• **PAGE**:

100 pages, full colour, laminated covers, printing cost per issue 82p 

When people say the magazine can't improve that's just incredible to me.

----------


## gavin

Maybe you should sample the wider activities of the organisation before being so certain that it doesn't represent your views?  And if it doesn't why not engage more and show that there are members who are fed up with the image portrayed by the magazine in the years since Mr McArthur took over?  Help the new editor develop the magazine back to something that could make the members proud?

The current subscription (with that insurance and compensation cover) costs the price of the jars of honey you can get from 2-3 super frames, or 1/6 the common price of a 5-frame nuc, or 1/10 the price of a full colony of bees (without the box!).  And also a small fraction of my usual spend when I visit the beekeeping supplier's shop.

You can see that I'm not going to just let you walk away .....

----------


## Mellifera Crofter

> ...  And if it doesn't why not engage more and show that there are members who are fed up with the image portrayed by the magazine  ...


I haven't followed all of this, so I might be missing the point of the discussion, but
(a) I can't vote on this because I don't know what the growth figures are;
(b) I rather like the magazine.  I've only just joined the SBA and read my first issue from cover to cover.  Magazines don't have to be just eye candy.
(c) But I hate the SBA website.  It's clumsy, hard to navigate, and not very pretty - I think it it will benefit from having some eye candy here.
Kitta

----------


## gavin

Hi Kitta

Great to see your comments.  A little history may help.

The magazine was an excellent organ for its time perhaps 20 years ago.  Nigel S has only recently taken it on and things are changing.  Perhaps 5-20 years ago it was used far too much to portray the views of the editor at the time, and they alienated some of the membership and gave a negative impression of the organisation.  You may have seen some of the afters in the exchanges on here between me and the one banned member who was that editor.

It is definitely improving now and I'm a bit surprised that DL feels this is a good time to abandon the SBA.

As for the website, Al produced the current design of the website many many years ago.  For a couple of years the SBA had a new, more modern website but the webmaster left the organisation in frustration I think, and took the website down as he did so.  Al was persuaded to reinstate the old website so that the SBA has a presence and has continued to look after it on a care and maintenance basis while a new long term webmaster was sought.  There was a person identified to take on this role, but I think that this hasn't worked out.  Now the SBA is looking for a new volunteer to develop the site.  There was an advert in a recent issue to appeal for volunteers for this position and for the General Secretary as Bron is now the Vice-President.  So yes, the website could be more modern but there are reasons for that.  If there is anyone reading this who would like either of these unpaid and under-appreciated positions, do let Phil or Bron know.

• **WRITTEN PROBLEM 1**: In the forum thread, condense the paragraph beginning "As for the website, Al produced" into a short bulleted list that keeps its main facts.
• **WRITTEN PROBLEM 2**: Repeat word for word the portion of the forum thread starting at "The magazine was" and ending at "was that editor.".
• **WRITTEN PROBLEM 3**: In the forum thread, how does Kitta describe the SBA website?

• **COLLECTED DATA**:
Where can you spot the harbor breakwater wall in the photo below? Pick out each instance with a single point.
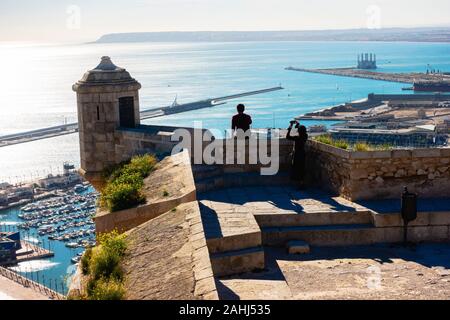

• **WRITTEN ANSWER 1**:
- Al designed the current SBA website many years ago.
- For a couple of years the SBA had a newer website, but its webmaster left and took that site down.
- Al was persuaded to reinstate the old site and has looked after it on a care-and-maintenance basis while a long-term webmaster was sought.
- The person identified for that role apparently did not work out, so the SBA is now seeking a volunteer to develop the site.
- A recent issue carried an appeal for this role and for General Secretary, since Bron is now Vice-President.
- The site could be more modern, but there are reasons it is not.
- Anyone interested in either unpaid role should tell Phil or Bron.

• **WRITTEN ANSWER 2**:
The magazine was an excellent organ for its time perhaps 20 years ago.  Nigel S has only recently taken it on and things are changing.  Perhaps 5-20 years ago it was used far too much to portray the views of the editor at the time, and they alienated some of the membership and gave a negative impression of the organisation.  You may have seen some of the afters in the exchanges on here between me and the one banned member who was that editor.

• **WRITTEN ANSWER 3**: Kitta calls it clumsy, hard to navigate, and not very pretty.